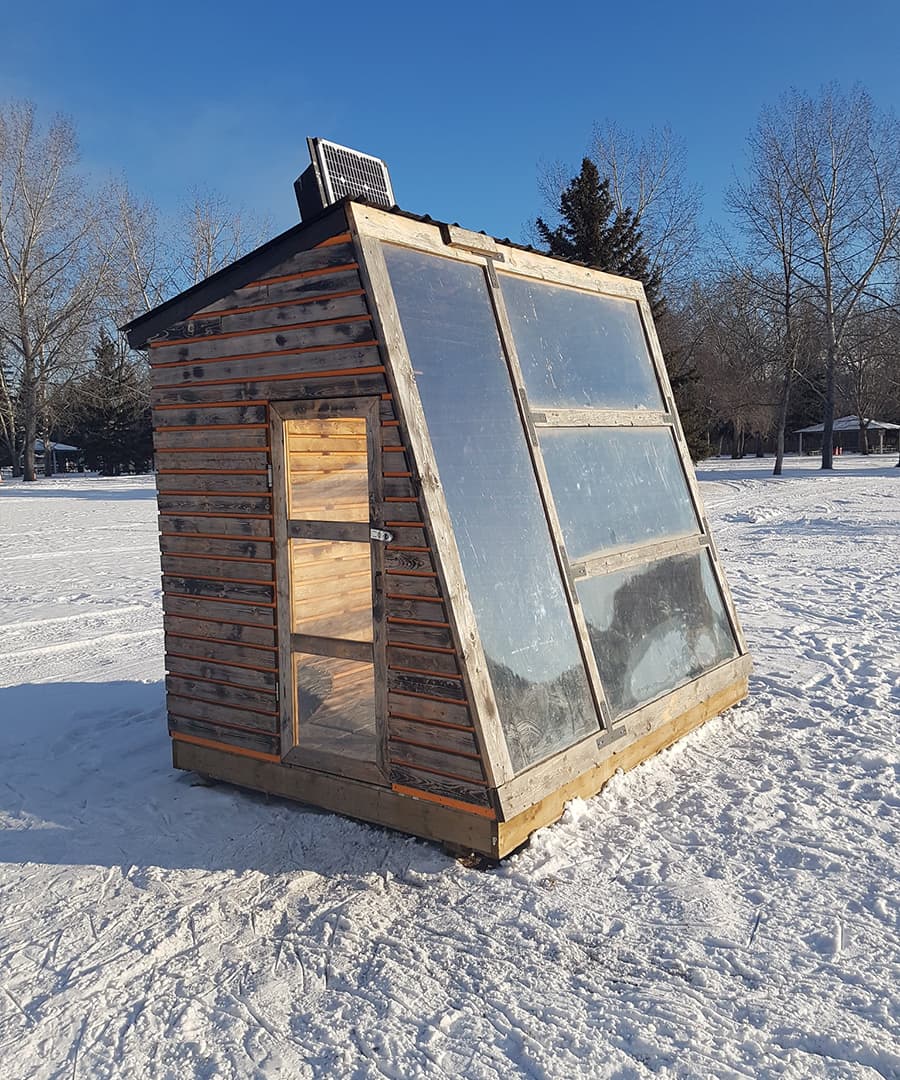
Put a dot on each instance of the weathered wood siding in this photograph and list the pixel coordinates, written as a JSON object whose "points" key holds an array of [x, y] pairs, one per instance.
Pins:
{"points": [[300, 332]]}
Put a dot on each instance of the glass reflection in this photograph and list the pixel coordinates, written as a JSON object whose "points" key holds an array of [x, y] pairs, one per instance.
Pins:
{"points": [[616, 486], [579, 349], [655, 626], [495, 508]]}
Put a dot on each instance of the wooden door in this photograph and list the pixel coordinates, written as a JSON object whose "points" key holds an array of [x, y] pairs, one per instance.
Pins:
{"points": [[330, 566]]}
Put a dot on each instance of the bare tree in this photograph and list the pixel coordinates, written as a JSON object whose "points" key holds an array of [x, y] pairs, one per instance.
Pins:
{"points": [[209, 234], [53, 268], [838, 159]]}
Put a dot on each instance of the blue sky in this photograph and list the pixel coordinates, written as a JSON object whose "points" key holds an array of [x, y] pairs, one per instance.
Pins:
{"points": [[464, 100]]}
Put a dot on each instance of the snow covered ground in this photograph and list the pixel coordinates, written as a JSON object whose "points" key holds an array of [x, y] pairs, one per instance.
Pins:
{"points": [[728, 909]]}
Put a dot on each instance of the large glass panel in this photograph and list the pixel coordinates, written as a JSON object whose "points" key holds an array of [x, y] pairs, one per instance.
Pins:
{"points": [[335, 706], [327, 468], [331, 582], [579, 349], [616, 486], [655, 626], [493, 498]]}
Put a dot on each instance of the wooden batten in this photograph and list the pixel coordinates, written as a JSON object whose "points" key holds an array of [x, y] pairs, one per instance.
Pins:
{"points": [[307, 327]]}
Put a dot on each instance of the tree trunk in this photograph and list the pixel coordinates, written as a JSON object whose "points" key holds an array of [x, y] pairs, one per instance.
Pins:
{"points": [[783, 405], [831, 368]]}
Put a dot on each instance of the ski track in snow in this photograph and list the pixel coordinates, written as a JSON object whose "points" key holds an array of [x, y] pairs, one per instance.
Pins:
{"points": [[728, 909]]}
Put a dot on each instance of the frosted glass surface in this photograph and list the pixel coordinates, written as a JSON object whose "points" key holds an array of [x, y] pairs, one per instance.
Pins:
{"points": [[616, 486], [579, 349], [655, 626], [495, 508]]}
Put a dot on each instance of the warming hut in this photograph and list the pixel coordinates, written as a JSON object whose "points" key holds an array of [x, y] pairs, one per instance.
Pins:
{"points": [[433, 553]]}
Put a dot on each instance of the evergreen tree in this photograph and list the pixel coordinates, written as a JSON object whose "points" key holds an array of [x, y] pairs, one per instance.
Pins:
{"points": [[111, 412], [591, 231]]}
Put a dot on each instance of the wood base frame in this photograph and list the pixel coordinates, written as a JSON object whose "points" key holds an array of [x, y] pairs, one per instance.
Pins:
{"points": [[459, 828]]}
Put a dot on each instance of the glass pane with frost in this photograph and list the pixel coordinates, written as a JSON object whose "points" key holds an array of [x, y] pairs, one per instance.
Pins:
{"points": [[616, 487], [579, 349], [492, 495], [655, 626]]}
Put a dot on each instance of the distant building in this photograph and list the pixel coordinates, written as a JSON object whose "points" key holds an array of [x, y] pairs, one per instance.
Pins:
{"points": [[882, 433]]}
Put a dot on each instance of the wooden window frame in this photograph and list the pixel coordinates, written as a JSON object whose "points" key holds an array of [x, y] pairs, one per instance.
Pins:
{"points": [[371, 228]]}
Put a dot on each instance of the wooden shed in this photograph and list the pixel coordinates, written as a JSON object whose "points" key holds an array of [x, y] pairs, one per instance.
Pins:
{"points": [[433, 553]]}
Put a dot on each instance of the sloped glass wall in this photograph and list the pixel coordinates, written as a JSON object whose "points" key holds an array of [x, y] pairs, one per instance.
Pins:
{"points": [[619, 486], [495, 505]]}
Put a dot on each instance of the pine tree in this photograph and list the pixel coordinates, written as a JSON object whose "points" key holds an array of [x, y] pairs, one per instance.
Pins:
{"points": [[592, 232], [111, 412]]}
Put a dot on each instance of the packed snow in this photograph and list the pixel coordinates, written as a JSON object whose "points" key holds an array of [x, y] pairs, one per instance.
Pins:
{"points": [[727, 909]]}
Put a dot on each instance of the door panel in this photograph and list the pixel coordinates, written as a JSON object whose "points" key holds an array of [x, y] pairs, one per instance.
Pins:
{"points": [[328, 505]]}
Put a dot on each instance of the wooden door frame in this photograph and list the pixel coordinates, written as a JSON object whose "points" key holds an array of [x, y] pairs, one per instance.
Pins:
{"points": [[292, 752]]}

§ What is required
Could you count the lines of the listing above that hold the word "wooden" and give only the total?

§ Expected output
5